#### DATASET

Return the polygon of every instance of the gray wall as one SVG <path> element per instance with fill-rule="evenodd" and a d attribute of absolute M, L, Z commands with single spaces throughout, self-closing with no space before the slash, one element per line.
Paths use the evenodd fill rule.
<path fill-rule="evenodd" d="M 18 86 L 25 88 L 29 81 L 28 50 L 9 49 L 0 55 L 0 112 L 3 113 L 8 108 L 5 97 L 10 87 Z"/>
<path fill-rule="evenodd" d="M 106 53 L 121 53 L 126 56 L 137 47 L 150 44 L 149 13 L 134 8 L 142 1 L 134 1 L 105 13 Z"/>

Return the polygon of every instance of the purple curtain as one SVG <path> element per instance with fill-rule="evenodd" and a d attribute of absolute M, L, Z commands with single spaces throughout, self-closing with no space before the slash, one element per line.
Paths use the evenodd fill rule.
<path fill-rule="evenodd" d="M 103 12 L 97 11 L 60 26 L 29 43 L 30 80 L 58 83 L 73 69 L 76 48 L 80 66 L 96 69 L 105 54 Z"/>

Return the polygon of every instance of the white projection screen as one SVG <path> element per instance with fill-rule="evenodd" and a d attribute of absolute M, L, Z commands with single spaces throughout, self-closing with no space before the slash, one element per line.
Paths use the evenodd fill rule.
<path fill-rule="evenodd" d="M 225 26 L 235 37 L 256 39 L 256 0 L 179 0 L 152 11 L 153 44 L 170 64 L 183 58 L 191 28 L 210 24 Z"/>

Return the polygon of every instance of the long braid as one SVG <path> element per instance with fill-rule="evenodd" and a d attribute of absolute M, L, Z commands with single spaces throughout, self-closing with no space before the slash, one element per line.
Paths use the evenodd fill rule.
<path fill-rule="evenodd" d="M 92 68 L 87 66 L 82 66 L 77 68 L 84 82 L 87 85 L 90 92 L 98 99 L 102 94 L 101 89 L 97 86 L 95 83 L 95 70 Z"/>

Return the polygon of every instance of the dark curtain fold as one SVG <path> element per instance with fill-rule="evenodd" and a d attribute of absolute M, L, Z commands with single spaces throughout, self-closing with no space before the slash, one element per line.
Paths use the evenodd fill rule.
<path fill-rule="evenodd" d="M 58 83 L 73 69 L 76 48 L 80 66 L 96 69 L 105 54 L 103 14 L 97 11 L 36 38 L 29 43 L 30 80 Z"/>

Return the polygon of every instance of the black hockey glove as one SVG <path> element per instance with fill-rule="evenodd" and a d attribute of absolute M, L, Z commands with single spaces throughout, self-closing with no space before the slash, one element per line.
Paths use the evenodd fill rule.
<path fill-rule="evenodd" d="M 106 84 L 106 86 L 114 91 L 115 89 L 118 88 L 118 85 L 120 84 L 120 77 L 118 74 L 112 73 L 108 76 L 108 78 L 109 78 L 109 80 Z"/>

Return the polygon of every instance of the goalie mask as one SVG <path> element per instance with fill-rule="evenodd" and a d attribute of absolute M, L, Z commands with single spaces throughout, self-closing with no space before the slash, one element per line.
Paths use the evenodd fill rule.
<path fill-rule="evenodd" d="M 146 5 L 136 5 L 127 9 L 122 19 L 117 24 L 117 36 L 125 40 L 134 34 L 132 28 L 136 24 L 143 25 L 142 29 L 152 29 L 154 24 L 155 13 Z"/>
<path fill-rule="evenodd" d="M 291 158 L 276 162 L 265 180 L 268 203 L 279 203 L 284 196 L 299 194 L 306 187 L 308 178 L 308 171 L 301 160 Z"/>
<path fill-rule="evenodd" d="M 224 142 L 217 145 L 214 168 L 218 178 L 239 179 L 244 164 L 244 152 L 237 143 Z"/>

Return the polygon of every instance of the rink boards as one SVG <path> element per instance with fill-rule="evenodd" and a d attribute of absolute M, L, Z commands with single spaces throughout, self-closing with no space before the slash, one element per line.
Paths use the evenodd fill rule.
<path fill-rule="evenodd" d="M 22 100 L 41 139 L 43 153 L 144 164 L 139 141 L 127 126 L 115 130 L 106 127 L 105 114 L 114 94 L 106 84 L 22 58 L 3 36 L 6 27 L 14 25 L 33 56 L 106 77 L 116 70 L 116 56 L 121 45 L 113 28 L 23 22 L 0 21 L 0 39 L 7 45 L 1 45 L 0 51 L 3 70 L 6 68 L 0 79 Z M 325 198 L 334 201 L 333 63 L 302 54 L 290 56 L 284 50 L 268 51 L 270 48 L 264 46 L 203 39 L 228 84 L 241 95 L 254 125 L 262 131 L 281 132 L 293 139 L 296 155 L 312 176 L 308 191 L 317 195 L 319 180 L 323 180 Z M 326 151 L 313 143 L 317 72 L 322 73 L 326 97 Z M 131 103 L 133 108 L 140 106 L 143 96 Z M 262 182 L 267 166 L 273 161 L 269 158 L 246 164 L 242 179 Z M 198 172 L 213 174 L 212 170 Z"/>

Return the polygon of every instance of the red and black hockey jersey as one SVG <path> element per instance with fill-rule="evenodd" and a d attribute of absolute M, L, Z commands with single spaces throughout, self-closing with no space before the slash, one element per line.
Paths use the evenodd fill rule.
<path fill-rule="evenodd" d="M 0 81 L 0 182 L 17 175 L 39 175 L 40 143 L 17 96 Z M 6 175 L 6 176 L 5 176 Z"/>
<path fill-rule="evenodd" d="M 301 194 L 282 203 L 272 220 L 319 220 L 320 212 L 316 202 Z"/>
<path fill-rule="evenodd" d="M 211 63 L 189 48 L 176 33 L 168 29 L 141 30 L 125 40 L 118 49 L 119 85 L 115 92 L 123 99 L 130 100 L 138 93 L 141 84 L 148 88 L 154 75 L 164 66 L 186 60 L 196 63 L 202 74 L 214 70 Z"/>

########

-- WRITTEN PROBLEM --
Duplicate the data above line for line, leaving every character as it is.

-- IN RESPONSE --
Return the polygon of every instance of the gray wall as one SVG <path> element per instance with fill-rule="evenodd" and a d attribute of absolute M, L, Z commands with single spaces throughout, self-closing with no space before the slash, one element per line.
Paths use the evenodd fill rule.
<path fill-rule="evenodd" d="M 18 86 L 25 88 L 29 81 L 28 50 L 9 49 L 0 55 L 0 112 L 3 113 L 8 108 L 5 97 L 10 87 Z"/>
<path fill-rule="evenodd" d="M 106 53 L 121 53 L 126 56 L 137 47 L 150 44 L 149 13 L 134 8 L 142 1 L 134 1 L 105 13 Z"/>

Return the polygon of every instance of the purple curtain as one SVG <path> element per instance with fill-rule="evenodd" and a d attribute of absolute M, L, Z commands with single spaces throughout, self-closing with no space before the slash, one element per line.
Paths use the evenodd fill rule.
<path fill-rule="evenodd" d="M 103 12 L 97 11 L 60 26 L 29 43 L 30 80 L 58 83 L 73 69 L 76 48 L 80 66 L 96 69 L 105 54 Z"/>

Return the polygon of every instance of the white projection screen as one SVG <path> element per instance with fill-rule="evenodd" and a d attribute of absolute M, L, Z commands with single spaces throughout, self-closing with no space before the slash, one element per line.
Paths use the evenodd fill rule.
<path fill-rule="evenodd" d="M 225 26 L 235 37 L 256 39 L 256 0 L 179 0 L 152 11 L 153 44 L 170 64 L 183 58 L 191 28 L 210 24 Z"/>

Return the polygon of every instance of the long braid as one SVG <path> element per instance with fill-rule="evenodd" and a d attribute of absolute M, L, Z commands with single spaces throughout, self-closing with no space before the slash, one element per line.
Paths use the evenodd fill rule.
<path fill-rule="evenodd" d="M 92 68 L 87 66 L 82 66 L 77 68 L 84 82 L 87 85 L 90 92 L 98 99 L 102 94 L 101 89 L 97 86 L 95 83 L 95 70 Z"/>

Return the polygon of every instance of the dark curtain fold as one SVG <path> element per instance with fill-rule="evenodd" and a d attribute of absolute M, L, Z commands with single spaces throughout, self-closing with no space before the slash, one element per line.
Paths use the evenodd fill rule.
<path fill-rule="evenodd" d="M 58 83 L 73 69 L 76 48 L 80 66 L 96 69 L 105 54 L 103 14 L 97 11 L 36 38 L 29 43 L 30 80 Z"/>

Return the polygon of every instance of the black hockey glove as one SVG <path> element per instance with fill-rule="evenodd" and a d attribute of absolute M, L, Z commands with single spaces throughout, self-closing with no space before the slash, one element per line.
Paths use the evenodd fill rule.
<path fill-rule="evenodd" d="M 106 84 L 106 86 L 114 91 L 115 89 L 118 88 L 118 85 L 120 84 L 120 77 L 118 74 L 112 73 L 108 76 L 108 78 L 109 78 L 109 80 Z"/>

Return the polygon of every instance of the goalie mask as one SVG <path> element per instance with fill-rule="evenodd" and a d attribute of absolute M, L, Z commands with single spaces throughout, self-closing with no space before the slash, one element per line.
Paths use the evenodd fill rule.
<path fill-rule="evenodd" d="M 146 5 L 136 5 L 127 9 L 122 19 L 117 24 L 117 36 L 125 40 L 134 34 L 132 28 L 136 24 L 143 25 L 142 29 L 152 29 L 154 24 L 155 13 Z"/>
<path fill-rule="evenodd" d="M 291 158 L 276 162 L 265 180 L 268 203 L 279 203 L 284 196 L 299 194 L 306 187 L 308 178 L 308 171 L 301 160 Z"/>
<path fill-rule="evenodd" d="M 224 142 L 217 145 L 214 168 L 218 178 L 239 179 L 244 164 L 244 152 L 237 143 Z"/>

Return the polygon of every instance of the rink boards as one SVG <path> element per instance with fill-rule="evenodd" and a d attribute of absolute M, L, Z commands with single spaces throughout, self-closing with no space before the slash, one element per line.
Paths use the evenodd fill rule.
<path fill-rule="evenodd" d="M 22 100 L 41 139 L 43 153 L 144 164 L 139 141 L 127 126 L 115 130 L 106 127 L 105 114 L 114 94 L 106 84 L 22 58 L 3 36 L 6 27 L 14 25 L 33 56 L 106 77 L 116 70 L 116 56 L 121 45 L 113 28 L 23 22 L 0 21 L 0 39 L 7 45 L 1 45 L 0 51 L 3 70 L 6 68 L 0 79 Z M 325 198 L 334 201 L 333 63 L 302 54 L 290 56 L 284 50 L 268 51 L 270 48 L 264 46 L 203 39 L 228 84 L 241 95 L 254 125 L 262 131 L 281 132 L 293 139 L 296 155 L 312 176 L 308 191 L 317 195 L 319 180 L 323 180 Z M 326 151 L 313 143 L 317 72 L 322 73 L 326 97 Z M 131 103 L 133 108 L 140 106 L 143 96 Z M 262 182 L 267 166 L 273 161 L 269 158 L 246 164 L 242 179 Z M 198 172 L 213 174 L 212 170 Z"/>

Return the polygon of every instance of the red and black hockey jersey as one SVG <path> element per instance with fill-rule="evenodd" and a d attribute of absolute M, L, Z commands with single spaces throughout, self-closing with no space before the slash, one element per line.
Paths use the evenodd fill rule.
<path fill-rule="evenodd" d="M 0 81 L 0 182 L 17 175 L 39 175 L 40 143 L 17 96 Z M 6 175 L 6 176 L 5 176 Z"/>
<path fill-rule="evenodd" d="M 301 194 L 282 203 L 272 220 L 319 220 L 320 212 L 316 202 Z"/>
<path fill-rule="evenodd" d="M 211 63 L 189 48 L 176 33 L 168 29 L 141 30 L 125 40 L 118 49 L 119 85 L 115 92 L 123 99 L 130 100 L 138 93 L 141 84 L 148 88 L 154 75 L 164 66 L 186 60 L 196 63 L 202 74 L 214 70 Z"/>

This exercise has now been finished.